**Excerpted text**
<<<<

Multimedia
by Spencer Tiberi
Introduction
- Odds are you use it everyday, but what is it?
Audio
- Computers are good at recording, playing back, and generating audio
- Uses different file formats
- File formats are just a way of storing 0s and 1s on disk so that certain software knows how to interpret it
- MIDI
- Way of storing musical notes for certain songs
- Can do this for different instruments
- Programs can render the notes for these instruments
- GarageBand
- Included with macOS
- This is the Star Wars theme in MIDI
- Doesn’t sound quite as good as the actual version
- Computer synthesizes the notes
- Not an actual recording
- Computer interprets notes in the MIDI file
- MIDI is common in the digital workspace among musicians who wish to share music with each other.
- Humans typically like to hear music preformed and recorded by humans
- File formats for recorded music include:
- AAC
- MIDI
- MP3
- WAV
- File formats for recorded music include:
- WAV is an early sound format, but still used
- Uncompressed data storage allowing high quality
- MP3
- File format for audio that uses compression
- Significantly reduce how many bits are necessary to store a song
- Discards 0s and 1s that humans can’t necessarily hear
- True audiophiles may disagree
- Trade off between optimizing storage space and sacrificing quality
- This compression is said to be lossy
- Losing the quality in the compression process
- File format for audio that uses compression
- AAC
- Similar to MP3
- May see when you download a song from iTunes
- Streaming services such as Spotify don’t transfer a file to you but rather stream bits of information to you
- How do we think about the quality of these formats?

>>>>

**Prompt**
Reproduce the multimedia lecture notes above in full, word for word.

**Data entries**
<<<<

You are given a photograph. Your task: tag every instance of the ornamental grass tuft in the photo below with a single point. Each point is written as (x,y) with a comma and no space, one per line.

>>>>
<<<<

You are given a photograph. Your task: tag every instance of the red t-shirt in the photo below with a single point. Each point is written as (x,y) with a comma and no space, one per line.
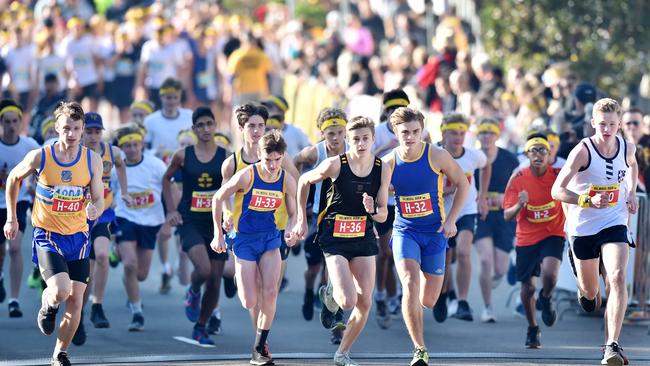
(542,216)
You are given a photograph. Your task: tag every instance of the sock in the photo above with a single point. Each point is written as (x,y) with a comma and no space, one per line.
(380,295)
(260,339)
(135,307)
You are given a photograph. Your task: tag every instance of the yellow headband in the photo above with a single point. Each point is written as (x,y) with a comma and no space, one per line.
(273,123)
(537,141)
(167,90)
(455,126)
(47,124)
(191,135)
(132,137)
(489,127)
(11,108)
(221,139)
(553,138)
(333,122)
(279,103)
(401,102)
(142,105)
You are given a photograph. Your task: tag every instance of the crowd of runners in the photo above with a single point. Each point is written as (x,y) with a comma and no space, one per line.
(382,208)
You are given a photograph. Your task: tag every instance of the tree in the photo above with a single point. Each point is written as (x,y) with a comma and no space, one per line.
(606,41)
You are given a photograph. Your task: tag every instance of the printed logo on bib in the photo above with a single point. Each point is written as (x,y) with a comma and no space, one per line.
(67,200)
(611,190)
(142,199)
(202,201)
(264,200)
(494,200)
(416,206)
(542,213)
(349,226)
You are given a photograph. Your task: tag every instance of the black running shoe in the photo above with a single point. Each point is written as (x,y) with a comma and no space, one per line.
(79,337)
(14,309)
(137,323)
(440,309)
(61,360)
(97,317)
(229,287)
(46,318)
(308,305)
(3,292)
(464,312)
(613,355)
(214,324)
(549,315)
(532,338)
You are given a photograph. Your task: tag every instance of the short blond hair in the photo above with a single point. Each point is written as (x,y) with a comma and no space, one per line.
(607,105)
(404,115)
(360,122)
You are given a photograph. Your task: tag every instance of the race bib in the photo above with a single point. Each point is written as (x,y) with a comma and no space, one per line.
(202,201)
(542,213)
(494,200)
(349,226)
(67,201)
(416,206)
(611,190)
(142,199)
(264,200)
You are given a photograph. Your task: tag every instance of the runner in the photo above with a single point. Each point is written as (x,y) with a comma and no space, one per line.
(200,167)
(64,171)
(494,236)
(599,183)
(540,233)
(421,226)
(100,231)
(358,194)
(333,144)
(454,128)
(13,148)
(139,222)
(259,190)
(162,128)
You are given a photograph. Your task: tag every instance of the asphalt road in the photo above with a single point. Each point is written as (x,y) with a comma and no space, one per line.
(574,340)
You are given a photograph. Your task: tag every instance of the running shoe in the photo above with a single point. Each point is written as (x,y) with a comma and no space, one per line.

>>>>
<<<<

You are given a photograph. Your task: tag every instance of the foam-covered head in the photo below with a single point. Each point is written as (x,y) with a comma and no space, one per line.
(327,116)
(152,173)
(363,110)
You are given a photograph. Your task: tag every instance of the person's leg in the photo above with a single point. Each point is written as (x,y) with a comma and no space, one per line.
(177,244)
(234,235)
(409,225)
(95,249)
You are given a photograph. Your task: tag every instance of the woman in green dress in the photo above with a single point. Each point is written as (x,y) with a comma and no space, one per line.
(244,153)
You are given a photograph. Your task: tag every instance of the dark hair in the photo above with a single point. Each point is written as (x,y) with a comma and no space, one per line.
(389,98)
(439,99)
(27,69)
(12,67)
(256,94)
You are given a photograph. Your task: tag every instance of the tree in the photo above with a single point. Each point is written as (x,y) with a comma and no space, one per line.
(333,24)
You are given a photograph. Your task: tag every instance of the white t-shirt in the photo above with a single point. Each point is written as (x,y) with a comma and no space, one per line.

>>>>

**Result of the exercise**
Multimedia
by Spencer Tiberi
Introduction
- Odds are you use it everyday, but what is it?
Audio
- Computers are good at recording, playing back, and generating audio
- Uses different file formats
- File formats are just a way of storing 0s and 1s on disk so that certain software knows how to interpret it
- MIDI
- Way of storing musical notes for certain songs
- Can do this for different instruments
- Programs can render the notes for these instruments
- GarageBand
- Included with macOS
- This is the Star Wars theme in MIDI
- Doesn’t sound quite as good as the actual version
- Computer synthesizes the notes
- Not an actual recording
- Computer interprets notes in the MIDI file
- MIDI is common in the digital workspace among musicians who wish to share music with each other.
- Humans typically like to hear music preformed and recorded by humans
- File formats for recorded music include:
- AAC
- MIDI
- MP3
- WAV
- File formats for recorded music include:
- WAV is an early sound format, but still used
- Uncompressed data storage allowing high quality
- MP3
- File format for audio that uses compression
- Significantly reduce how many bits are necessary to store a song
- Discards 0s and 1s that humans can’t necessarily hear
- True audiophiles may disagree
- Trade off between optimizing storage space and sacrificing quality
- This compression is said to be lossy
- Losing the quality in the compression process
- File format for audio that uses compression
- AAC
- Similar to MP3
- May see when you download a song from iTunes
- Streaming services such as Spotify don’t transfer a file to you but rather stream bits of information to you
- How do we think about the quality of these formats?